■ Problems and tasks:
**A.** Rewrite the passage on college admissions, starting with "Such changes have" and going on through "the coming years.", with "pandemic" replaced by "outbreak".
**B.** Extend the passage on college admissions beyond its final sentence.

■ Text under study:
>>>
The value of higher education is longstanding and incontrovertible. College graduates earn more money, live longer, healthier lives, and are more engaged citizens. The promise of higher education is why I became fascinated with college admissions as a student and why I have committed my career to helping young people through their educational journey.
But as our country confronts how racism affects so many other aspects of our lives, college admissions has some soul searching to do as well. The reality is that the process is rife with unintentional bias, and higher education is reckoning with its history as an institution originally designed by, and for, America’s white male elite. Many widely used practices, such as requiring standardized test scores, are being reevaluated or even scrapped altogether.
Such changes have taken on even more urgency in recent months as the COVID-19 pandemic continues to have a dramatic effect on the college aspirations of students, especially those from underserved communities. Common App’s most recent data suggest that even as overall applications have risen, the numbers of first-generation and low-income students applying to college have declined. Coupled with the widely documented enrollment declines this fall among Black, Latinx, and Native students, that means that racial inequities in college attainment are likely to persist, if not widen, in the coming years.
Simply put, the value of higher education has been disproportionately accessible to white, better-off students. And our data have made it abundantly clear that the admissions process can play a significant role in perpetuating those gaps.
Over the past year, we’ve found that students who disclose their school discipline records are also less likely to ultimately submit their applications. The same is true for veteran students who disclose “other than honorable” discharge, and students who are DACA recipients. While not all of these facts and figures are directly related to race or socioeconomic status, it doesn’t take much digging to see the disproportionate impact they have. Black students, for instance, are about 3.5 times more likely to be suspended than white students — and more than twice as likely as white applicants to answer yes to the Common App’s school discipline question. And the inequity is compounded by the different environments in which students grow up and go to school. We found, for instance, that students of color are least likely to attend schools that prevent school discipline disclosure, with white students being 1.6 times more likely to attend such schools than Black students.
<<<
■ Supplied material:
>>>
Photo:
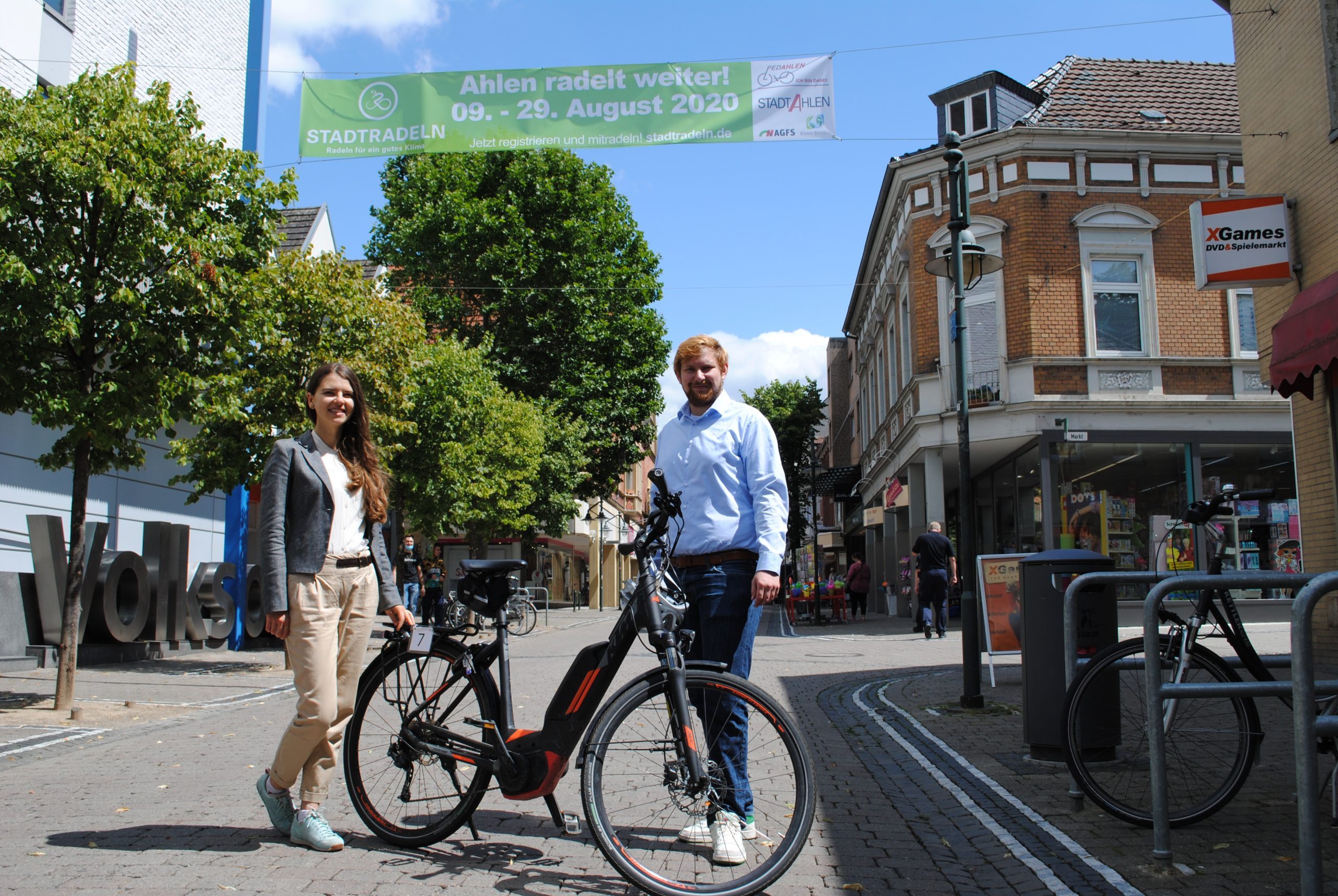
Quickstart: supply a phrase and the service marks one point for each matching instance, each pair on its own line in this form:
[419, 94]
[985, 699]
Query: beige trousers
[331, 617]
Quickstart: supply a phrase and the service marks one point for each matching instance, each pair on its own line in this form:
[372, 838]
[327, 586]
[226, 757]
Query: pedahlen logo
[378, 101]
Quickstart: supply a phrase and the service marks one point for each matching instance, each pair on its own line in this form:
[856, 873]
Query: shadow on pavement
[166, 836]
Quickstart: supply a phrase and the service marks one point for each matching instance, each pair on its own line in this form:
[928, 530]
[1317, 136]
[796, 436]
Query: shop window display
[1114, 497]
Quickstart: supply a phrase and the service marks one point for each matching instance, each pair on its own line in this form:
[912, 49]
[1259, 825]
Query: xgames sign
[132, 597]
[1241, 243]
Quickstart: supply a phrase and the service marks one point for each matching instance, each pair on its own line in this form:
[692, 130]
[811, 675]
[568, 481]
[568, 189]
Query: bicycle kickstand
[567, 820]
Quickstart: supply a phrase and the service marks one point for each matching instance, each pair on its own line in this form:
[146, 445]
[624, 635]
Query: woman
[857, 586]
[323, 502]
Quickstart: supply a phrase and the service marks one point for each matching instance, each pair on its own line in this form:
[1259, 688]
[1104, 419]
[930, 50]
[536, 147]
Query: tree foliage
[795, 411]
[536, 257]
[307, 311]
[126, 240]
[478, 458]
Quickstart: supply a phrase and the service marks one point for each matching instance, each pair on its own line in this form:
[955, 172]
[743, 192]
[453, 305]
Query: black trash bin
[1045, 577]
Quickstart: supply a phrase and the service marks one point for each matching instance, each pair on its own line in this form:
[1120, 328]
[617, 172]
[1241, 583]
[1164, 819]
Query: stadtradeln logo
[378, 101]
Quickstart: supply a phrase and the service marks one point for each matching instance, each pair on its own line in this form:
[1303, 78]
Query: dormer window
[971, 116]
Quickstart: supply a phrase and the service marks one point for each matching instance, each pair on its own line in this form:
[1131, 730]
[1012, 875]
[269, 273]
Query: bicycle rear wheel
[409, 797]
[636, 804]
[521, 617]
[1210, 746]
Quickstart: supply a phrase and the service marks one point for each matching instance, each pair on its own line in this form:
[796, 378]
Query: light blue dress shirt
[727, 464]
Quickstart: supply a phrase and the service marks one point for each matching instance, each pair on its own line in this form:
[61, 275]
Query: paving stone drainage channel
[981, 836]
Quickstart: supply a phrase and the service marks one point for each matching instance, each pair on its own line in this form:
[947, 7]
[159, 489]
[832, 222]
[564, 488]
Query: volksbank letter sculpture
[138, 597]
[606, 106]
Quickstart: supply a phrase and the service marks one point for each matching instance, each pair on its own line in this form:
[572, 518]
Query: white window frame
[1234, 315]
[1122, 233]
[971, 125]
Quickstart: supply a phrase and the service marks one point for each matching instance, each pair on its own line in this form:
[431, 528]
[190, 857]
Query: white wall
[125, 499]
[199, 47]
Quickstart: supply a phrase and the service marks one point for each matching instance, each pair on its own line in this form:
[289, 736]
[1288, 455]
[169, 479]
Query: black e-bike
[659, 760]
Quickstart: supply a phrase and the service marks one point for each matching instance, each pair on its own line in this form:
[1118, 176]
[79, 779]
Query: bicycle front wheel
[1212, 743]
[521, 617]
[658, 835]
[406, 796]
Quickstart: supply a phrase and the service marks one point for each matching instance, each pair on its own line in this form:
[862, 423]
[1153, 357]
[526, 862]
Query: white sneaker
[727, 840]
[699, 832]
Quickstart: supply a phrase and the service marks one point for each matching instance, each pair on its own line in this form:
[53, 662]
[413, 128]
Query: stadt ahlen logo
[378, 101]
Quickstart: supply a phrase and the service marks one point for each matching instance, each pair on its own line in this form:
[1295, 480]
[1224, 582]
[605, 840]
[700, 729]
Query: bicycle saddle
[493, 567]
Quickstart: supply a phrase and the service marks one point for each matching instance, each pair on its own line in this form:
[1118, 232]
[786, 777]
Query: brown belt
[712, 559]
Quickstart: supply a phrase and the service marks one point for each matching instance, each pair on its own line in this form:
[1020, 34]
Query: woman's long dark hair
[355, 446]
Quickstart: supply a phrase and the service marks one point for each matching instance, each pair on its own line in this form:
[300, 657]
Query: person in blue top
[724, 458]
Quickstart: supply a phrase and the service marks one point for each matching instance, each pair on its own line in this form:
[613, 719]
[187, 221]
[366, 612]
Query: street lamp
<<<
■ Outputs by task:
**A.**
Such changes have taken on even more urgency in recent months as the COVID-19 outbreak continues to have a dramatic effect on the college aspirations of students, especially those from underserved communities. Common App’s most recent data suggest that even as overall applications have risen, the numbers of first-generation and low-income students applying to college have declined. Coupled with the widely documented enrollment declines this fall among Black, Latinx, and Native students, that means that racial inequities in college attainment are likely to persist, if not widen, in the coming years.

**B.**
These are sobering findings. But they also contain an important lesson: if the current admissions process plays a role in perpetuating inequity in higher education, then we may be able to start addressing those equity gaps by changing the process itself.
Addressing these challenges will require questioning every aspect of the status quo and reimagining what is possible. Over the past few months, Common App has taken the first steps of this journey — removing the questions on our application about school discipline and military discharge, and rethinking the sections on geography, family history, sex and gender, and citizenship status. We made those changes based on the data we saw, and the lessons we’ve learned from talking with students, admissions officers, and advocacy groups across the country.
Our decisions to change the application were rooted in the understanding that every question we ask creates opportunities for applicants to shine and differentiate themselves, but many also pose unforeseen barriers to entry. And as an organization that sits at the crossroads of students, counselors, and colleges, we have been uniquely able to examine how certain questions might be helping or hurting students.
In the admissions process, these changes will affect a relatively small group of students, and it’s too early to understand the impact they will have — but they are still important steps to take. Our hope is that decisions like these have an outsized effect in signaling to others within higher education that the admissions process can evolve. We hope they call renewed attention to other factors, from student/counselor ratios in high school to the very fundamentals of higher education finance, that compound on each other to create nearly insurmountable barriers for the very students who stand to gain the most from the promise of higher education. We hope they challenge others to examine how they, too, can help rethink the system.
In many important ways, a student’s college journey begins with admissions. For some students, however, we can just as easily serve as an endpoint. Because we know how transformational college can be, we have a critical role to play in ensuring students fulfill their potential. Step-by-step, we can revolutionize the college application and create a new system centered on justice and equity. By reimagining the admissions process together, we can live up to the values of diversity, inclusion, and opportunity we all hold so dear.
Jenny Rickard is the CEO of Common App.